[Objective]: Copy out, character for character, the part of the records that opens with their first line and closes with the line containing "[89,10,108,93]", including both of those lines.
Task material start
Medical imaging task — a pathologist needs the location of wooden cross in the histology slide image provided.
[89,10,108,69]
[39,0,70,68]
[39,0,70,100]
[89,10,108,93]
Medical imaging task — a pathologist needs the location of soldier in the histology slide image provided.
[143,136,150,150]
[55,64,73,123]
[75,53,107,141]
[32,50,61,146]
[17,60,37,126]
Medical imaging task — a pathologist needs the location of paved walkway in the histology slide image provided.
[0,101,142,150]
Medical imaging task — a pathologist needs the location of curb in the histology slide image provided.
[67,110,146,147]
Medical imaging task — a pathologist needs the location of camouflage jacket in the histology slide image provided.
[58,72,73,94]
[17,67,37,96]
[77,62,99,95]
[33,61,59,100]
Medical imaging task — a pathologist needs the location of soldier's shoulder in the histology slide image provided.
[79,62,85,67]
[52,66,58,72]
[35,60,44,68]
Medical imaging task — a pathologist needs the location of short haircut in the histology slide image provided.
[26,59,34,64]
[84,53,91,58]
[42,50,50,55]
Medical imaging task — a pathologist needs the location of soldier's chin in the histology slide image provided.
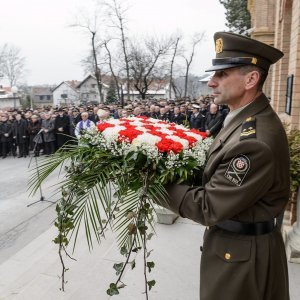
[213,95,222,104]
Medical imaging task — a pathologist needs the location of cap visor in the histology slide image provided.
[205,64,245,72]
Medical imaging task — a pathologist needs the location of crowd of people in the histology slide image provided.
[0,98,228,158]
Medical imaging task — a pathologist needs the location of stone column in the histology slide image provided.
[286,187,300,264]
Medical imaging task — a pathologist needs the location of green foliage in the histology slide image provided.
[219,0,251,35]
[106,283,119,296]
[147,280,156,290]
[288,130,300,192]
[30,127,211,299]
[113,263,124,275]
[106,79,117,103]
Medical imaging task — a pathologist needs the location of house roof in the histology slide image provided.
[76,74,109,89]
[52,80,80,92]
[199,74,213,82]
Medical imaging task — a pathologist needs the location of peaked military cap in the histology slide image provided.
[206,32,283,72]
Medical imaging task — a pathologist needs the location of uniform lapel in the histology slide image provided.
[208,94,270,158]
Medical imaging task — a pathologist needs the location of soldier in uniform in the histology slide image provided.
[166,32,289,300]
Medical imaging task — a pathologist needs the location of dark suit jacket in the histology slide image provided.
[171,113,186,125]
[163,94,289,300]
[205,111,224,137]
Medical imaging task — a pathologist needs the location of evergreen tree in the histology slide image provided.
[219,0,251,36]
[106,79,117,103]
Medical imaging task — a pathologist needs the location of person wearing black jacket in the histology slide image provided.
[89,107,100,124]
[0,115,13,158]
[171,106,186,125]
[54,108,70,149]
[28,115,43,156]
[205,103,224,137]
[13,114,28,158]
[190,104,206,131]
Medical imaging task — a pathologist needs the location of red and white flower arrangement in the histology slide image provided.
[82,117,212,175]
[32,117,212,299]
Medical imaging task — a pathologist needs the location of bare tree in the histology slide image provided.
[103,40,124,102]
[0,44,25,86]
[70,12,104,103]
[183,32,205,98]
[129,38,172,99]
[105,0,130,103]
[169,36,181,99]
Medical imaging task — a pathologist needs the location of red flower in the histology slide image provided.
[97,123,115,132]
[190,128,207,139]
[156,138,183,154]
[174,129,197,146]
[119,126,143,143]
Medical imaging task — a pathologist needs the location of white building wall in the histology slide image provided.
[0,98,21,109]
[53,83,79,106]
[79,77,108,102]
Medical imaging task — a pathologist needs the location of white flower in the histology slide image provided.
[184,131,202,141]
[168,135,189,149]
[102,126,126,141]
[132,132,161,147]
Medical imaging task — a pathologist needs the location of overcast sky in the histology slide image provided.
[0,0,226,85]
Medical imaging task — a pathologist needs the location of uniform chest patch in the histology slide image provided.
[240,117,256,141]
[224,154,250,186]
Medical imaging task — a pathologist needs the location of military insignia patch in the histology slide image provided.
[240,117,256,141]
[216,38,223,53]
[225,154,250,186]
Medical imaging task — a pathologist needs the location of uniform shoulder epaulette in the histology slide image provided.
[240,117,256,141]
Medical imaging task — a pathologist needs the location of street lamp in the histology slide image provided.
[11,86,19,109]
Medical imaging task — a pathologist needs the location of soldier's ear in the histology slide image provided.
[245,70,260,90]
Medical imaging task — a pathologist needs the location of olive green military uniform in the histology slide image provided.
[168,95,289,300]
[163,32,289,300]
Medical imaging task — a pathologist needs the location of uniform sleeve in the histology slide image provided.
[166,139,274,226]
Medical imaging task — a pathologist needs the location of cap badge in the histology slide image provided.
[216,38,223,53]
[251,57,257,65]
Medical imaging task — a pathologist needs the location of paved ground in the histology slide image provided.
[0,158,300,300]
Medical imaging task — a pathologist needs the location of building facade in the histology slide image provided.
[52,80,80,106]
[77,75,109,103]
[29,86,53,108]
[248,0,300,129]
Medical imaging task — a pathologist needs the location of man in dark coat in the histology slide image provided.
[54,108,70,149]
[166,32,289,300]
[0,114,13,158]
[171,106,186,125]
[13,114,28,158]
[190,104,206,131]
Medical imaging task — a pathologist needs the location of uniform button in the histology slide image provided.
[225,253,231,260]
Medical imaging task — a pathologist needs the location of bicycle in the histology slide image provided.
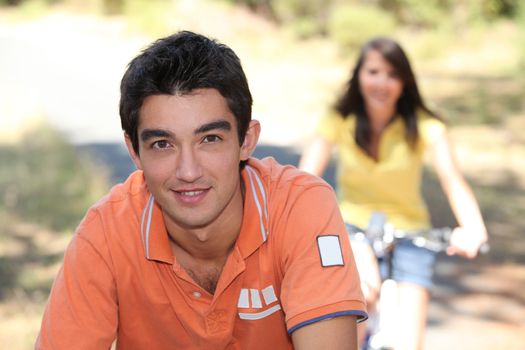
[347,212,490,350]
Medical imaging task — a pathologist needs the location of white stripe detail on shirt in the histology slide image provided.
[250,289,262,309]
[246,166,266,242]
[140,194,154,259]
[239,304,281,321]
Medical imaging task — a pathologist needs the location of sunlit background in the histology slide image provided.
[0,0,525,350]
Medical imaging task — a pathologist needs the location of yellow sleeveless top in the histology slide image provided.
[318,113,445,229]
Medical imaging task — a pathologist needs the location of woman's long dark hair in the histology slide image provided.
[334,37,440,154]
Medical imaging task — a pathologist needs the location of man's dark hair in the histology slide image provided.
[120,31,252,154]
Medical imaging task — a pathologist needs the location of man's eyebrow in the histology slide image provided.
[194,120,232,135]
[140,129,173,142]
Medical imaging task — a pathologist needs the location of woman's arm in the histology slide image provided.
[431,131,487,258]
[299,136,332,176]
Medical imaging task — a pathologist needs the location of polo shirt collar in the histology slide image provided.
[140,194,174,264]
[237,163,269,258]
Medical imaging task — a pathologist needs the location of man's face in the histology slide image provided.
[126,89,252,230]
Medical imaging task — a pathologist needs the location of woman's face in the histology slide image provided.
[359,50,403,116]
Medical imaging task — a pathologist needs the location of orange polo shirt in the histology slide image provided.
[36,158,366,350]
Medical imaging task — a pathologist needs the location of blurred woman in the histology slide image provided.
[299,37,487,350]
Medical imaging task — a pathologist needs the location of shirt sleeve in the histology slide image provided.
[317,112,344,143]
[418,115,446,147]
[281,185,367,333]
[35,211,118,350]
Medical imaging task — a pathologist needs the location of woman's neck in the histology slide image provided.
[367,108,396,135]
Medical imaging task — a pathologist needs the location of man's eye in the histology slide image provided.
[202,135,221,143]
[152,140,169,149]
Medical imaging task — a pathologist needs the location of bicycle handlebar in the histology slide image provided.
[349,226,490,256]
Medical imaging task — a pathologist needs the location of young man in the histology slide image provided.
[36,32,366,349]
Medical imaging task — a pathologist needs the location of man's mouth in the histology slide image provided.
[178,190,204,197]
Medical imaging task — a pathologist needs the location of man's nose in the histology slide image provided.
[175,147,202,182]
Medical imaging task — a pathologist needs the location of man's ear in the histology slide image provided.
[124,133,142,170]
[240,120,261,160]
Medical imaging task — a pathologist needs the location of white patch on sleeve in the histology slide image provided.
[262,285,277,305]
[237,288,250,308]
[317,235,344,267]
[250,289,262,309]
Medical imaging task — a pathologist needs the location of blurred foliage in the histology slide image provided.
[229,0,523,34]
[0,124,109,230]
[328,5,396,49]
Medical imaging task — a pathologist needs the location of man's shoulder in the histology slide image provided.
[77,171,147,235]
[247,157,333,198]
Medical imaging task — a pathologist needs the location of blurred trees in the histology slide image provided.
[0,124,109,230]
[229,0,525,47]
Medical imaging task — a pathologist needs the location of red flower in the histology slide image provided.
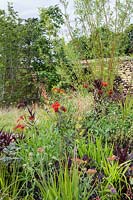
[108,90,113,96]
[51,101,60,112]
[83,83,88,88]
[102,82,108,87]
[60,106,67,112]
[14,124,25,131]
[98,90,103,95]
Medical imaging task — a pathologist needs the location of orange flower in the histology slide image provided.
[102,82,108,87]
[107,155,118,161]
[60,106,67,112]
[87,169,97,175]
[51,101,60,112]
[14,124,25,131]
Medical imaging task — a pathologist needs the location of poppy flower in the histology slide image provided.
[108,90,113,96]
[14,124,25,131]
[52,88,60,93]
[72,158,87,165]
[51,101,60,112]
[17,115,24,123]
[83,83,88,88]
[98,90,103,95]
[87,169,97,175]
[60,106,67,112]
[102,82,108,87]
[60,89,65,94]
[29,116,35,121]
[107,155,118,161]
[37,147,44,153]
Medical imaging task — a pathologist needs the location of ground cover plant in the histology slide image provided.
[0,0,133,200]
Task material end
[Expected answer]:
Medical imaging task — a pathologist needs the location of wooden cross in the histology slide image provided.
[89,10,108,69]
[39,0,70,68]
[39,0,70,100]
[89,10,108,93]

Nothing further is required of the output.